[Exercise data]
:::::
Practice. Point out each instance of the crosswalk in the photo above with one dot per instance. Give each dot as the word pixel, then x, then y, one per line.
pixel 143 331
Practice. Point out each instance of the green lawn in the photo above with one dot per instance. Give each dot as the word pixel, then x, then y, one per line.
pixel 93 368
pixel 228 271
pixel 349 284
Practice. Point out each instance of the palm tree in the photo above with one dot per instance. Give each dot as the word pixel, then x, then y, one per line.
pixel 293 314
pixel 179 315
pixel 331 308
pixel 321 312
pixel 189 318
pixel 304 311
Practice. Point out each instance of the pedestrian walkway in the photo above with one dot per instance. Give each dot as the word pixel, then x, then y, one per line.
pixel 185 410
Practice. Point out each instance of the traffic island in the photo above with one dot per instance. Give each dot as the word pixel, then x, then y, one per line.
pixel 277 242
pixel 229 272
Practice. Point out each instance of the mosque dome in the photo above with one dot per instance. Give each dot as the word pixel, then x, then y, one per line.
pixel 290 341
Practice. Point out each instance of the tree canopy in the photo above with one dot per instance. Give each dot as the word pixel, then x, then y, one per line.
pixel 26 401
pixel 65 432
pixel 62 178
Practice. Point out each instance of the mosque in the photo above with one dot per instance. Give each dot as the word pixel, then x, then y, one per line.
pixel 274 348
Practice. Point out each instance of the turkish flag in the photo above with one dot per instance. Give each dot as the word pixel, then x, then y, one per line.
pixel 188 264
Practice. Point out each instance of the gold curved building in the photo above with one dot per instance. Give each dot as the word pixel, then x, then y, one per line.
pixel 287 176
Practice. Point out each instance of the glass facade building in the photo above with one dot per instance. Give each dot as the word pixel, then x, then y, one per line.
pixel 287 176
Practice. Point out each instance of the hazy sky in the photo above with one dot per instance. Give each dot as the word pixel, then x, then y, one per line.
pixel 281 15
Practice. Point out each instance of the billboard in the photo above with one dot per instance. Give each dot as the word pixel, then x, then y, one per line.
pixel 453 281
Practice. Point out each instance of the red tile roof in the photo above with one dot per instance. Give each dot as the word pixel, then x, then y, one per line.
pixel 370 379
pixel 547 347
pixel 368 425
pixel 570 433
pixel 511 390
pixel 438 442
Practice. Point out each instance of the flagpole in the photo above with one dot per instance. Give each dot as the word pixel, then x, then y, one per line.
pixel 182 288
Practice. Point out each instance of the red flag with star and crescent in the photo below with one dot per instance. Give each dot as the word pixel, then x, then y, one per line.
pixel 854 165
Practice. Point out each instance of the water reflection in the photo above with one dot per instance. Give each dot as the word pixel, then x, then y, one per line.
:::::
[What this task involves] The records above must be repeated exactly, in their entirety.

[Task answer]
Practice. Point out each instance of the crosswalk in the photo above with one dot per instance. Give each dot as the word pixel, then x, then y, one per line.
pixel 143 331
Practice. Point out each instance of the green lawn in the photo above with one dot per instance. Give each dot as the word pixel, then x, then y, one per line.
pixel 93 368
pixel 228 271
pixel 349 284
Practice. Point out each instance of the palm tree in the photo above with one dot per instance. Give each dot as the word pixel, then x, then y, one per line.
pixel 293 314
pixel 179 315
pixel 331 308
pixel 321 312
pixel 189 318
pixel 304 311
Practice. Point out each instance of the pedestrian walkway in the photo above with one dot per instance. Give each dot as the word pixel, then x, then y, one per line.
pixel 185 410
Practice. Point out each instance of the traffic island in the photo above with one dot per instance. Give each dot as the word pixel, then x, then y, one per line.
pixel 277 242
pixel 229 272
Practice. Point out each instance of the mosque dome in the photo above with one dot per instance. Give each dot as the word pixel, then x, then y, one per line.
pixel 290 341
Practice. Point out each instance of the tree canopy in the photo above with one dot per instance. Give each dot as the word pixel, then x, then y, one per line.
pixel 26 401
pixel 65 432
pixel 62 178
Practice. Point out each instance of the mosque in the photo above with one dot per instance. Give each dot as the word pixel, then x, then y, one per line.
pixel 274 348
Practice. Point out each instance of the turkish flag in the photo above with one dot per instance. Give each dot as the word pixel, then x, then y, one per line.
pixel 188 264
Practice. Point out each instance of the gold curved building in the photo above with one dot per instance. Give each dot as the word pixel, then x, then y, one per line.
pixel 287 176
Practice. Point out each instance of the glass facade building in the photo above with one dot per instance. Give each dot as the word pixel, then x, then y, one per line.
pixel 287 176
Practice. Point out each instance of the hazy sky in the photo above with one dot per instance. Give each dot as the word pixel, then x, then y, one per line.
pixel 281 15
Practice. Point out each instance of the billboard in the photo above with one dot per instance. Give each dot as the word pixel, then x, then y, one per line.
pixel 453 281
Practice. Point out each instance of the red tile roof in the photo above with one dot per instance. Give each dot as the word pixel, then x, then y, one per line.
pixel 370 379
pixel 547 347
pixel 368 425
pixel 570 433
pixel 511 390
pixel 438 442
Practice. Point out each instance of the flagpole in the photo above with one dot per instance. Give each dot as the word pixel, then x, then y, one per line.
pixel 182 288
Practice. Point out each instance of the red flag with star and crescent in the photo below with one dot per instance. Give each dot as the word pixel, then x, then y, one per line.
pixel 854 165
Practice. Point out each instance of the water reflection in the photo above with one dot per instance. Give each dot as the word pixel, then x, then y, one per line.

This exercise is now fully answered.